Work task: Where an image occurs, skip it and print the rest of the records verbatim.

Dataset excerpts:
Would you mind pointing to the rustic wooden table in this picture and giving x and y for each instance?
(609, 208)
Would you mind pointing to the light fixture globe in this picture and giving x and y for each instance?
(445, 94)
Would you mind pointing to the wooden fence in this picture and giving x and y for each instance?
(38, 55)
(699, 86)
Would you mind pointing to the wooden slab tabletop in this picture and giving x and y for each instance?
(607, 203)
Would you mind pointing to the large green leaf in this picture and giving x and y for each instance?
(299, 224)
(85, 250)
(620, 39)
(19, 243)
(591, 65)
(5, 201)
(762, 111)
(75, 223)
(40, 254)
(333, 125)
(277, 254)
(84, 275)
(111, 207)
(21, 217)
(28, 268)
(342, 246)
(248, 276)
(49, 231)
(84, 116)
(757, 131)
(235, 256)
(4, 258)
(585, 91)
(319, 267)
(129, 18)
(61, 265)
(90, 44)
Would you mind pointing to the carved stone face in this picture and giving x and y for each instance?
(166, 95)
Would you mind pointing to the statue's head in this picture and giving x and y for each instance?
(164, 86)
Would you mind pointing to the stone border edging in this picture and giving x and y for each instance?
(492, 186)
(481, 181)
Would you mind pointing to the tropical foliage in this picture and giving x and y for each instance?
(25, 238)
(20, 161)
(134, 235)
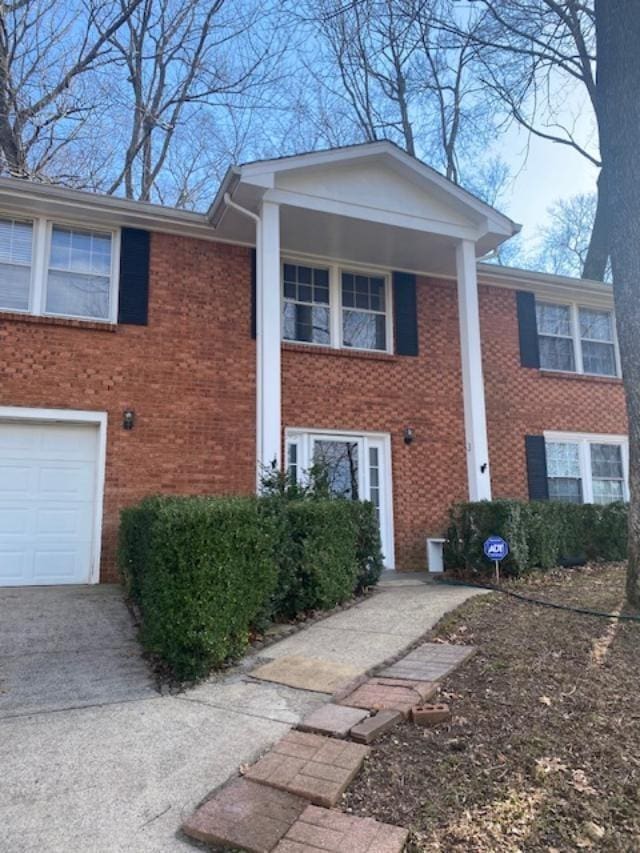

Result of this exercise:
Would you mind pointing to the rustic wooden table in this picture and giving x and y for each instance?
(609, 208)
Would you mind pointing to the light fixture globe in this picture and giving x and y for each instance?
(445, 94)
Would you mind pointing to the wooden fence in this picture and giving x and y for each instance?
(38, 55)
(699, 86)
Would you mind pointing to the wooden slab tabletop in this picture and giving x and y for each instance?
(607, 203)
Would you mind pointing to the large green leaf in this picture and giving x and y for each instance?
(299, 224)
(85, 250)
(620, 39)
(19, 243)
(591, 65)
(5, 201)
(762, 111)
(75, 223)
(40, 254)
(333, 125)
(277, 254)
(84, 275)
(111, 207)
(21, 217)
(28, 268)
(342, 246)
(248, 276)
(49, 231)
(84, 116)
(757, 131)
(235, 256)
(4, 258)
(585, 91)
(319, 267)
(129, 18)
(61, 265)
(90, 44)
Would you mind pointing to the carved stone face in this picture and giving x and y for each instance?
(166, 95)
Would you mind pointing to the statue's head in this picture and giving x and y for each instance?
(164, 86)
Would you mind pointing to the stone border edging in this picture and giving x and y for each instance?
(492, 186)
(481, 181)
Would you mind pointing to the tropical foliage in this picture and giving x and y for each instance?
(25, 238)
(20, 161)
(134, 235)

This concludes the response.